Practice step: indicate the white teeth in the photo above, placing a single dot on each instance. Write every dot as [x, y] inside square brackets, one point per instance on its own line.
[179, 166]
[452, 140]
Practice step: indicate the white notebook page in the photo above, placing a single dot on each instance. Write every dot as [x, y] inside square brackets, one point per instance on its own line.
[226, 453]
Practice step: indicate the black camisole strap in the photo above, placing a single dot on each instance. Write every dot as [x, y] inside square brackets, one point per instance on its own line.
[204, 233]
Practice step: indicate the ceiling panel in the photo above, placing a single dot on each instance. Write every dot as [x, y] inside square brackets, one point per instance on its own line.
■ ■ ■
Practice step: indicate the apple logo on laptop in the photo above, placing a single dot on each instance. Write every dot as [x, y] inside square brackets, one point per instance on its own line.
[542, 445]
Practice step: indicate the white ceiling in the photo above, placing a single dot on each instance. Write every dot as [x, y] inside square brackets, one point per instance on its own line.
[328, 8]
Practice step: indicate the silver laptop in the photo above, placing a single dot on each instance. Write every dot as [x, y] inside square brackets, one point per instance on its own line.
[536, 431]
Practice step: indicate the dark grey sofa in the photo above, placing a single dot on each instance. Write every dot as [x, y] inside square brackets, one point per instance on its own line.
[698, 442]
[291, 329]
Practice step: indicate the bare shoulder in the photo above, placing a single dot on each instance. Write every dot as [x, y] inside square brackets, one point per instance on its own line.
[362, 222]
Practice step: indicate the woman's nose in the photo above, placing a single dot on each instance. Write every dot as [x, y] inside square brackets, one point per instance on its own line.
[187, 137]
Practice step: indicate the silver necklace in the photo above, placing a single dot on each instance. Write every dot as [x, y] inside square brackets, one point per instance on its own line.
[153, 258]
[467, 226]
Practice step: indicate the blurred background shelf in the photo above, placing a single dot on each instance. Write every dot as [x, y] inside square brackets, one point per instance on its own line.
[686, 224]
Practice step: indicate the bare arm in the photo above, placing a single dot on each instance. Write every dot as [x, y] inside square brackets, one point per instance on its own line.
■ ■ ■
Task description — Everything from the line containing "Practice step: indicate the silver laptop" through the line containing "Practice step: indicate the bare arm" in the material above should be retyped exactly, both ends included, and nothing more.

Written response —
Practice step: indicate the silver laptop in the photo above, placing a single dot on each instance. Write every dot as [x, y] inside square brackets, one point per instance on its own line.
[536, 431]
Practice step: indicate the dark grey sofa in the photo above, placing a single dot on each instance. Write every dot as [x, y] inside square brackets, one point per instance on its own line.
[698, 442]
[291, 329]
Practice step: indicate the bare shoulder in the photo above, placing a single dot on each instance. Write every dot as [x, y] inside square brackets, one point per instance on its own line.
[362, 222]
Practice step: indicate the woman's nose in the photo above, placing a single dot on each instance. Write every dot as [x, y] inside square brackets, one point per instance on its own line.
[187, 137]
Practice step: indicate the silver necklace in the photo above, placing a single dot on each instance. Write every dot as [x, y] inside square brackets, one point per instance on its own line.
[153, 258]
[467, 226]
Practice step: indicate the blurred background shelf in the photo above, placing a single dot on each instance. Write every dot as [x, y] inside square brackets, one point per instance on its own line.
[686, 224]
Practice step: indicate the bare arm in the photo above, placing a single dot on each instance. Write every dot as [x, y] inside square brackets, one point per instance on its own line.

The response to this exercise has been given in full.